» O que fazer
[a] Transcreva da notícia sobre o CNT e a CPLP o trecho que vai de "CNT defende que" até "geopolíticos de Portugal.", incluindo essas palavras.
[b] Retome a notícia sobre o CNT e a CPLP a partir do ponto em que ela termina.

» Trecho citado
____

CNT defende que a soberania e a dignidade do povo guineense resultam da luta de libertação nacional e não dependem da validação de organismos internacionais
O Conselho Nacional de Transição (CNT) afirmou esta quarta-feira que a Guiné-Bissau não tem interesse em regressar à Comunidade dos Países de Língua Portuguesa (CPLP), acusando a organização de servir interesses geopolíticos de Portugal.
A posição foi divulgada através de um comunicado lido pelo porta-voz do CNT, Fernando Vaz, em reação às declarações do ministro dos Negócios Estrangeiros de Portugal, Paulo Rangel, que manifestou a disponibilidade da CPLP para apoiar o regresso à normalidade institucional e a realização de novas eleições no país.

____

» Dados apresentados
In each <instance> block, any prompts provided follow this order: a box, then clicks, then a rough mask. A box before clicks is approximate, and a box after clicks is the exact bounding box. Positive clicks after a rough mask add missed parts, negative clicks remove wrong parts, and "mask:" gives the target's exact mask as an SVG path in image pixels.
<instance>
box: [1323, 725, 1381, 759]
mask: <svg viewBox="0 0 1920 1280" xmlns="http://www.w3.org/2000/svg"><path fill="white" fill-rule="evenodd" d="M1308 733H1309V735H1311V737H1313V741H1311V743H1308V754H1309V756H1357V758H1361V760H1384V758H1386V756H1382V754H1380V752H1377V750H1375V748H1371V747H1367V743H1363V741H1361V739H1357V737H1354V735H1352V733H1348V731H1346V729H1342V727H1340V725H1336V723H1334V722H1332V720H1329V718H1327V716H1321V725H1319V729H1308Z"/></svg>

____

» Resultados das tarefas
[a]
CNT defende que a soberania e a dignidade do povo guineense resultam da luta de libertação nacional e não dependem da validação de organismos internacionais
O Conselho Nacional de Transição (CNT) afirmou esta quarta-feira que a Guiné-Bissau não tem interesse em regressar à Comunidade dos Países de Língua Portuguesa (CPLP), acusando a organização de servir interesses geopolíticos de Portugal.

[b]
No documento, o órgão de transição defende que a soberania e a dignidade do povo guineense resultam da luta de libertação nacional e não dependem da validação de organismos internacionais. O CNT sublinha ainda que os processos eleitorais têm sido financiados pelo próprio Estado guineense e garante que as próximas eleições seguirão o mesmo princípio.
O comunicado considera também que a suspensão da Guiné-Bissau da CPLP foi uma decisão “abusiva, ilegal e antiestatutária” e acusa Portugal de tentar interferir nos assuntos internos e nos processos judiciais do país.
O CNT conclui reiterando que o futuro político da Guiné-Bissau deve ser decidido exclusivamente pelas suas instituições e pelo povo guineense.